**SHORT EXERCISE:** Starting at the line that contains "A point falls on each instance of the autumn" and ending at the end of the material, copy out every line again, requests included, and scale each point coordinate in the answers by 1.25, rounding to whole numbers with halves going up. Leave any numbers in the requests unchanged.

○ ○ ○ ○ ○

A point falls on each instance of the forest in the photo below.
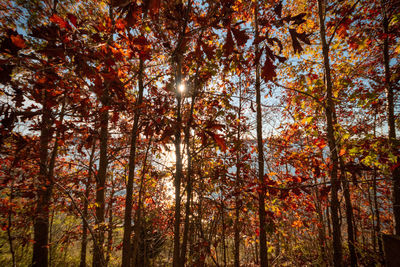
(199, 132)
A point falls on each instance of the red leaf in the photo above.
(240, 36)
(219, 140)
(120, 24)
(268, 70)
(18, 41)
(60, 21)
(72, 18)
(228, 46)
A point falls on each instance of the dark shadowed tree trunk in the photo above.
(86, 207)
(126, 247)
(178, 171)
(260, 148)
(189, 179)
(390, 115)
(98, 254)
(329, 112)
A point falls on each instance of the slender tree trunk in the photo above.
(189, 181)
(223, 231)
(85, 208)
(330, 111)
(138, 226)
(260, 148)
(349, 217)
(9, 235)
(44, 190)
(378, 219)
(98, 255)
(126, 247)
(110, 228)
(391, 118)
(178, 172)
(238, 184)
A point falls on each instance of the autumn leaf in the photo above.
(18, 41)
(268, 70)
(59, 21)
(228, 46)
(240, 36)
(72, 18)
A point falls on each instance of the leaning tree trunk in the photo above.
(330, 113)
(41, 220)
(126, 247)
(260, 148)
(391, 119)
(189, 180)
(178, 172)
(98, 254)
(238, 185)
(86, 208)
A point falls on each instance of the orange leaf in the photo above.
(18, 41)
(58, 20)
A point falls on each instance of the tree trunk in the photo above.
(238, 185)
(98, 255)
(126, 247)
(260, 148)
(86, 207)
(349, 217)
(189, 181)
(329, 112)
(138, 226)
(391, 119)
(178, 172)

○ ○ ○ ○ ○

**SOLUTION TO THE PROBLEM:**
A point falls on each instance of the autumn leaf in the photo above.
(23, 51)
(335, 88)
(74, 26)
(285, 58)
(300, 45)
(90, 23)
A point falls on each instance of the leaning tree trunk in the photo above.
(413, 141)
(51, 275)
(158, 309)
(325, 185)
(489, 149)
(236, 225)
(223, 215)
(123, 318)
(298, 231)
(108, 260)
A point falls on each instance of the orange leaf in the photo above.
(23, 51)
(73, 25)
A point falls on each instance of the tree trunk in the photo above.
(298, 231)
(123, 319)
(158, 309)
(325, 185)
(108, 259)
(436, 271)
(236, 226)
(411, 140)
(173, 283)
(489, 149)
(223, 215)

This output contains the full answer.